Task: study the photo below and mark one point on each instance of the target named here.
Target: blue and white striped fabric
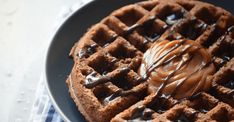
(43, 110)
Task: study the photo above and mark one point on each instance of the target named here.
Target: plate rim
(54, 35)
(45, 74)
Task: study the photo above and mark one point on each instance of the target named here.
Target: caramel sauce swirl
(178, 68)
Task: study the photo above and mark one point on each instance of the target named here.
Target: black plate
(58, 65)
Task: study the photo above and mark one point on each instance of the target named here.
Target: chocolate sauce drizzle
(90, 49)
(93, 80)
(158, 93)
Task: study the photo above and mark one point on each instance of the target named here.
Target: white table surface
(26, 29)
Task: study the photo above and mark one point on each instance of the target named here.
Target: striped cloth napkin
(43, 110)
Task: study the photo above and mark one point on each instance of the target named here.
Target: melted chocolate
(153, 66)
(229, 84)
(93, 80)
(182, 118)
(85, 52)
(173, 18)
(142, 113)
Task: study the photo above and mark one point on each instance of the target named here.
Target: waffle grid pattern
(119, 41)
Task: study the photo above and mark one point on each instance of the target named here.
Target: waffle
(104, 82)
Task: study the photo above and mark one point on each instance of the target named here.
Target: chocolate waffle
(105, 83)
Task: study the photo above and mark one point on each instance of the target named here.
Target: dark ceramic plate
(58, 65)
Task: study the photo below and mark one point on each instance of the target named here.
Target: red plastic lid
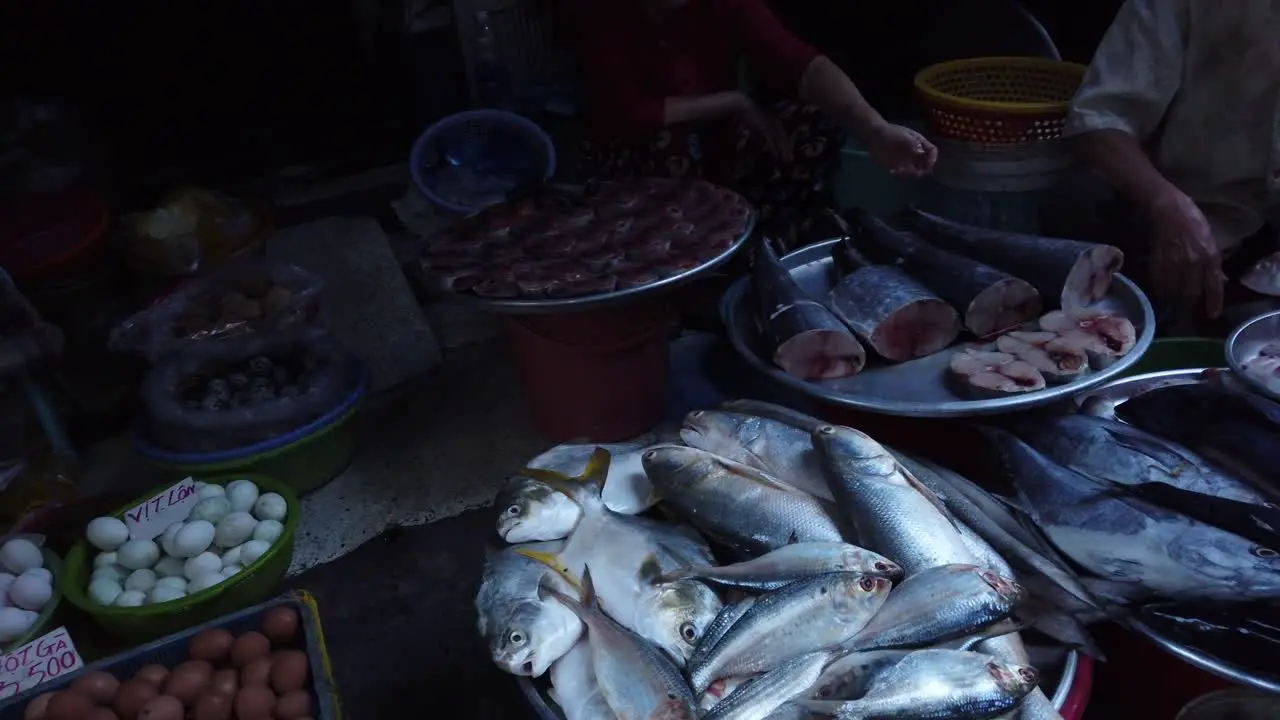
(42, 231)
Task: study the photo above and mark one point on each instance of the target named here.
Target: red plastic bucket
(594, 377)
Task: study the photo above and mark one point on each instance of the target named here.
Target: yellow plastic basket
(999, 100)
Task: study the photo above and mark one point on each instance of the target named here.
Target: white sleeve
(1136, 71)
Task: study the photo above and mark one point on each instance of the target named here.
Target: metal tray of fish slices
(1056, 682)
(919, 387)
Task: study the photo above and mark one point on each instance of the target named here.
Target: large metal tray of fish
(624, 241)
(1156, 625)
(919, 387)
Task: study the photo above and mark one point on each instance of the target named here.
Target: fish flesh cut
(803, 336)
(979, 373)
(990, 300)
(1105, 337)
(1057, 359)
(1074, 273)
(890, 310)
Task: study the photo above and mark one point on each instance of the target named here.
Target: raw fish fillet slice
(1075, 273)
(803, 336)
(1056, 359)
(1105, 337)
(984, 374)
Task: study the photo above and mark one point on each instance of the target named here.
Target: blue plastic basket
(471, 160)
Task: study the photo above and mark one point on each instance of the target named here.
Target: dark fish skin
(890, 310)
(1069, 272)
(803, 336)
(990, 300)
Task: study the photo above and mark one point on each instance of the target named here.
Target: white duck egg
(169, 566)
(211, 510)
(272, 506)
(137, 555)
(106, 533)
(205, 582)
(131, 598)
(104, 591)
(193, 538)
(142, 579)
(164, 593)
(242, 495)
(179, 583)
(233, 555)
(254, 550)
(21, 555)
(14, 623)
(31, 592)
(208, 491)
(202, 564)
(268, 531)
(234, 528)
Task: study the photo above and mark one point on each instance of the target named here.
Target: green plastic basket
(251, 586)
(54, 565)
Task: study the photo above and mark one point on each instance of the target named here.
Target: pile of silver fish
(850, 580)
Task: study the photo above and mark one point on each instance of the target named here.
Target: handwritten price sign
(42, 659)
(149, 519)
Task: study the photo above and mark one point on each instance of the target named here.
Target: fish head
(534, 634)
(531, 510)
(1009, 591)
(1015, 679)
(675, 615)
(855, 596)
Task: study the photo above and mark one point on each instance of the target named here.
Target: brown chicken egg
(257, 673)
(293, 706)
(280, 624)
(289, 670)
(68, 705)
(248, 647)
(99, 686)
(163, 707)
(225, 682)
(213, 646)
(213, 706)
(133, 696)
(188, 680)
(37, 707)
(255, 702)
(154, 674)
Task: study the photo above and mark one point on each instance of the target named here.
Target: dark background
(222, 91)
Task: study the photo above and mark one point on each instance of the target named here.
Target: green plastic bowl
(1179, 354)
(251, 586)
(55, 565)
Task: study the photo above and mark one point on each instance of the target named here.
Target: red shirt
(632, 64)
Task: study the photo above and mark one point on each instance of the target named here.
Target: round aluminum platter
(917, 388)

● ● ● ● ● ● ●

All of the data above should be transcribed verbatim, with pictures omitted.

(EXERCISE ANSWER):
Task: study the photo below and mark one point on each instance of the target named here.
Target: blue and white striped fabric
(43, 110)
Task: study the photo above and mark one point on each instance of the target named here.
Target: plate rim
(54, 35)
(45, 74)
Task: study the photo above and mark one point on each instance of the target named here.
Target: caramel sauce swirl
(178, 68)
Task: study the photo above and mark one point on each instance of the target named here.
Target: black plate
(58, 65)
Task: study the photo above and mark one point on each instance of the target named here.
Target: chocolate sauce drizzle
(90, 49)
(93, 80)
(158, 93)
Task: study the photo above and mark one point on each instance of the target named here.
Target: white table surface
(26, 29)
Task: study the photo above and mark one point on each instance of the target named here.
Target: striped cloth napkin
(43, 110)
Task: study the photo above and mark one point on each instance of the target named here.
Target: melted chocolate
(153, 66)
(229, 84)
(93, 80)
(182, 118)
(85, 52)
(173, 18)
(142, 113)
Task: study the photo above and mark one point on each instance of the target named here.
Target: waffle grid pattern
(119, 41)
Task: study the photo above and mark one point on each instance of the target named here.
Target: waffle
(104, 82)
Task: study the photo above and mark one point on each instance of the target named here.
Target: chocolate waffle
(105, 83)
Task: study the photo above and mark one point on each instance of the target named here.
Target: dark ceramic plate
(58, 65)
Task: study the photo below and mark one point on each instance of the target named here.
Target: red plastic lid
(42, 231)
Task: study the photo above and mark one point on each instance of the target named here.
Target: red plastic bucket
(594, 377)
Task: study the photo above and mark one point on each instance of the target named here.
Target: yellow plastic basket
(999, 100)
Task: study the photo above and mark one point on each instance of the target named here.
Target: white sleeve
(1136, 71)
Task: study the photo above and mark one point on each instance of the target named here.
Target: metal tray of fish slices
(1056, 682)
(919, 387)
Task: study the photo above and mark one point on each instance of the target named here.
Target: large metal tray of fish
(624, 241)
(1156, 625)
(919, 387)
Task: study the photo above and mark one point on each instance of the target named here.
Target: fish flesh cut
(803, 336)
(979, 373)
(990, 300)
(1105, 337)
(1057, 359)
(1074, 273)
(890, 310)
Task: study the photo above and mark one point on each instance of the target named here.
Target: raw fish fillet slice
(1075, 273)
(803, 336)
(1056, 359)
(1105, 337)
(984, 374)
Task: study the photo above and mark one point on each instance of the target named here.
Target: blue plastic basket
(471, 160)
Task: study the photo above and mark one point on each instance of the target named here.
Target: dark fish skin
(890, 310)
(1069, 272)
(803, 336)
(990, 300)
Task: study the photo above and mark one point on each instance of the target named here.
Target: white duck egg
(169, 566)
(211, 510)
(272, 506)
(137, 555)
(106, 533)
(205, 582)
(131, 598)
(104, 591)
(193, 538)
(142, 579)
(164, 593)
(242, 495)
(179, 583)
(233, 555)
(254, 550)
(21, 555)
(14, 623)
(31, 592)
(208, 491)
(202, 564)
(268, 531)
(234, 528)
Task: study the photo above and mark one point on each instance of the target named here.
Target: green plastic basket
(251, 586)
(54, 565)
Task: study the photo above and mark one point on each instance of the target named here.
Target: pile of silver fish
(850, 580)
Task: study the photo above and mark one point on each instance of the target named here.
Target: handwritten price sign
(42, 659)
(149, 519)
Task: study the photo above and mark one point on each instance of the target named here.
Target: fish head
(534, 634)
(531, 510)
(1009, 591)
(1015, 679)
(675, 615)
(855, 596)
Task: study the photo above and mark one point on each instance of the target named here.
Target: brown chicken egg
(257, 673)
(293, 706)
(280, 624)
(289, 670)
(68, 705)
(248, 647)
(99, 686)
(163, 707)
(225, 682)
(213, 646)
(213, 706)
(133, 696)
(188, 680)
(37, 707)
(255, 702)
(154, 674)
Task: study the photo above and mark one point on each instance of the target named here.
Target: dark background
(222, 91)
Task: study the photo above and mark one point on each instance of the target named here.
Target: green plastic bowl
(1179, 354)
(251, 586)
(55, 565)
Task: study the photo above and mark one point on each instance of the target named here.
Target: red shirt
(632, 64)
Task: study the photo above and mark one point on each instance of the target named here.
Target: round aluminum platter
(917, 388)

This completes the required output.